◆ **TEXT PROVIDED**
-- Opening Marker --
Yes, I am college educated and even have a bachelors degree to prove it. I know many are wondering why I am doing the work that any joe-six-pack could do and why I am not doing something worthy of my degree. Well, I partly blame the economy and the fact that there just aren't any jobs out there. But a big part of me is almost glad that I am not able to get one of those jobs. As odd as my schedule and income are, I secretly like it. This kind of existence comes with a great amount of freedom. Freedom to create my own schedule and do as I please. I like being able to drop everything and go on a road trip. I like the fact that I was able to travel internationally for months at a time. I like that I am able to attend most every occasion, such as weddings, graduations, parties, and events without work getting in the way. And I love that I don't have to commute and sit in a cubicle.

I guess at some point I need to figure something out that is more professional and fitting for my education. But for now, being odd is just fine with me!

Saturday, March 14, 2009

Surprise.

This week my mom turned, uh well a milestone age that she probably wouldn’t want mentioned. It was determined that the unofficial theme would be ‘surprises’. The first surprise starting a few days before the birthday. Her best friend from Nebraska flew in. This secret had to be kept by a few of us for a few months, which got increasingly hard to keep as the time got closer. I was designated to pick up this cargo, as mom would be less suspecting of me making up a false alibi. Returning from the airport, I led the way into the house, with mom and the family settled into the couch with the usual circus of children, doing whatever it is they do. Upon seeing this surprise visitor, mom’s blank stare lasted a few seconds and instantly turned into the biggest, loudest, most combustive explosion from her the I have ever seen. Jumping, screaming, yelling, crying, laughing, the works. All caught on video. Ah, relief, the secret is out and I don’t have to worry about inadvertently spilling the beans. Sike. Little did I know, that I was about to embark on yet another list of lies and secret keeping.
-- Closing Marker --
◆ **DATASET EXTRACT**
-- Opening Marker --
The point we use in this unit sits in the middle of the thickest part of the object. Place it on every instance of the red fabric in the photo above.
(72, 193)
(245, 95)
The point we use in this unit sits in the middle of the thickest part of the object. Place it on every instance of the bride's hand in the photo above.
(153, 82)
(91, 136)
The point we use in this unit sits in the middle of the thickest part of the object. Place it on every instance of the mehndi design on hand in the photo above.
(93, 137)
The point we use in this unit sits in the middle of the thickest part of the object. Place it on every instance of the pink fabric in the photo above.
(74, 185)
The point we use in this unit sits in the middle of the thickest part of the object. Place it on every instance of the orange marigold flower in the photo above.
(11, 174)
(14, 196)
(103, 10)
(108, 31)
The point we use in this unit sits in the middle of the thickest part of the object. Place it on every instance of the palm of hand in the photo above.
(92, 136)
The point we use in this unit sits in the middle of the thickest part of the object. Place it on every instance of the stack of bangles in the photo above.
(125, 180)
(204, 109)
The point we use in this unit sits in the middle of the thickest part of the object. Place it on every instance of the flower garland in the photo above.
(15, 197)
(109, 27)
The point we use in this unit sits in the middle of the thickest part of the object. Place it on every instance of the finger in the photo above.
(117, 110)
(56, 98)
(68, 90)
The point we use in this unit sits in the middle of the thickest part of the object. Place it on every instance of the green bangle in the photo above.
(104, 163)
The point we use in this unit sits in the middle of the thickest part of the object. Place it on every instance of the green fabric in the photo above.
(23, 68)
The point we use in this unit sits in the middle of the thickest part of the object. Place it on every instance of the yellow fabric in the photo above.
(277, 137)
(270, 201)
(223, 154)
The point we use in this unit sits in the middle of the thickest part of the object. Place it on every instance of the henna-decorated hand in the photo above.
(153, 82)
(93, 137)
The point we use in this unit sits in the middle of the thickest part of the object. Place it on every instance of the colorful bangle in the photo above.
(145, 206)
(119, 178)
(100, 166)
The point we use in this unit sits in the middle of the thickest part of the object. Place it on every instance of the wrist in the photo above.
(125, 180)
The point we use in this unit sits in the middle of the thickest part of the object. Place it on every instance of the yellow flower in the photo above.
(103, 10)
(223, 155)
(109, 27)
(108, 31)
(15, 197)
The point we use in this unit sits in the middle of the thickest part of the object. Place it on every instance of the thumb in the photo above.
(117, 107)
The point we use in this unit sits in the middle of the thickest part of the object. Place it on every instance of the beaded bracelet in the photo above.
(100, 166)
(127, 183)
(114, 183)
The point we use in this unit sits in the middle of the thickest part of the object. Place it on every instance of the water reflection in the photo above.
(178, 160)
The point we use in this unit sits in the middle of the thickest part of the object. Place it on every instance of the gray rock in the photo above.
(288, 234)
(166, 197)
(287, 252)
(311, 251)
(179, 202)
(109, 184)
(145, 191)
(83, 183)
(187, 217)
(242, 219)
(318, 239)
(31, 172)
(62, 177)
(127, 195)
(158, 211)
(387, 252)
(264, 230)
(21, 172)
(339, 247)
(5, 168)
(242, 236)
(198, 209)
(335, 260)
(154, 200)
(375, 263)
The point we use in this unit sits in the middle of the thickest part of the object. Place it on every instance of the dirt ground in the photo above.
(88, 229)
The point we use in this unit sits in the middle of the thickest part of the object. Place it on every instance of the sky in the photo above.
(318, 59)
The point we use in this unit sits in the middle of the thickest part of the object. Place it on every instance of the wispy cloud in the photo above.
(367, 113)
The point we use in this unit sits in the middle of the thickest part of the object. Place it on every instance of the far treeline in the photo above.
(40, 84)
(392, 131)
-- Closing Marker --
◆ **EXERCISE DESCRIPTION**
Retype the blog excerpt between "Yes, I am college" and "in a cubicle.", inclusive. The material is unrelated to the blog excerpt.

◆ **EXERCISE ANSWER**
Yes, I am college educated and even have a bachelors degree to prove it. I know many are wondering why I am doing the work that any joe-six-pack could do and why I am not doing something worthy of my degree. Well, I partly blame the economy and the fact that there just aren't any jobs out there. But a big part of me is almost glad that I am not able to get one of those jobs. As odd as my schedule and income are, I secretly like it. This kind of existence comes with a great amount of freedom. Freedom to create my own schedule and do as I please. I like being able to drop everything and go on a road trip. I like the fact that I was able to travel internationally for months at a time. I like that I am able to attend most every occasion, such as weddings, graduations, parties, and events without work getting in the way. And I love that I don't have to commute and sit in a cubicle.